*Selected extract*.
= Three Miniatures for Clarinet and Piano =

Composition by Krzysztof Penderecki

Three Miniatures for Clarinet and Piano is an early work by Polish composer Krzysztof Penderecki. It was finished in 1956, but was premiered four years later.

The Three Miniatures were composed when Penderecki was only 23 and still a music student. They were dedicated to Władysław Kosieradzki, who was the clarinet professor at the Academy of Music in Kraków, and were premiered by the dedicatée at the clarinet and Zbigniew Jeżewski at the piano in the 1958 Polish Composers' Union concert, which took place in November 17. The score was published afterwards by the Polish Music Publishing House and Belwin-Mills.

== Analysis ==

This composition consists of three short miniatures which take 1 to 1:30 minutes each to perform. The general mood and style of the work differs from the following works and shows no signs of Penderecki's later radicalism, in the sense that these miniatures are not focused on the sonority of the instruments to generate atmospheres, probably influenced by Béla Bartók. The miniatures were titled as follows:

The two outer movements are active and fast, while the middle one is slower and more meditative.

*Items*.
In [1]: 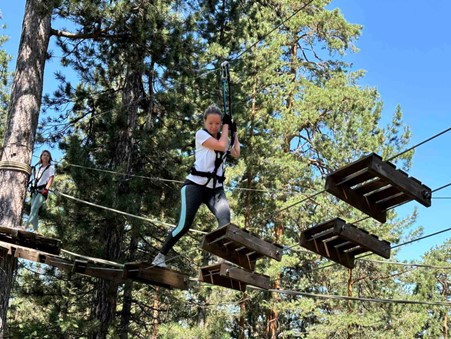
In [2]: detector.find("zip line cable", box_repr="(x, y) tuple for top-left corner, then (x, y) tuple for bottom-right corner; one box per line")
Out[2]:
(264, 127), (451, 223)
(231, 0), (313, 62)
(357, 258), (451, 270)
(249, 286), (451, 307)
(49, 190), (207, 234)
(198, 0), (313, 78)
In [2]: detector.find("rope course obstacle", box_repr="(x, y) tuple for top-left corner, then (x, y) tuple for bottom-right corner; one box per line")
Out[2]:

*The request*. Retype the stretch of the Three Miniatures article from "Composition by Krzysztof" through "House and Belwin-Mills.".

*Written response*.
Composition by Krzysztof Penderecki

Three Miniatures for Clarinet and Piano is an early work by Polish composer Krzysztof Penderecki. It was finished in 1956, but was premiered four years later.

The Three Miniatures were composed when Penderecki was only 23 and still a music student. They were dedicated to Władysław Kosieradzki, who was the clarinet professor at the Academy of Music in Kraków, and were premiered by the dedicatée at the clarinet and Zbigniew Jeżewski at the piano in the 1958 Polish Composers' Union concert, which took place in November 17. The score was published afterwards by the Polish Music Publishing House and Belwin-Mills.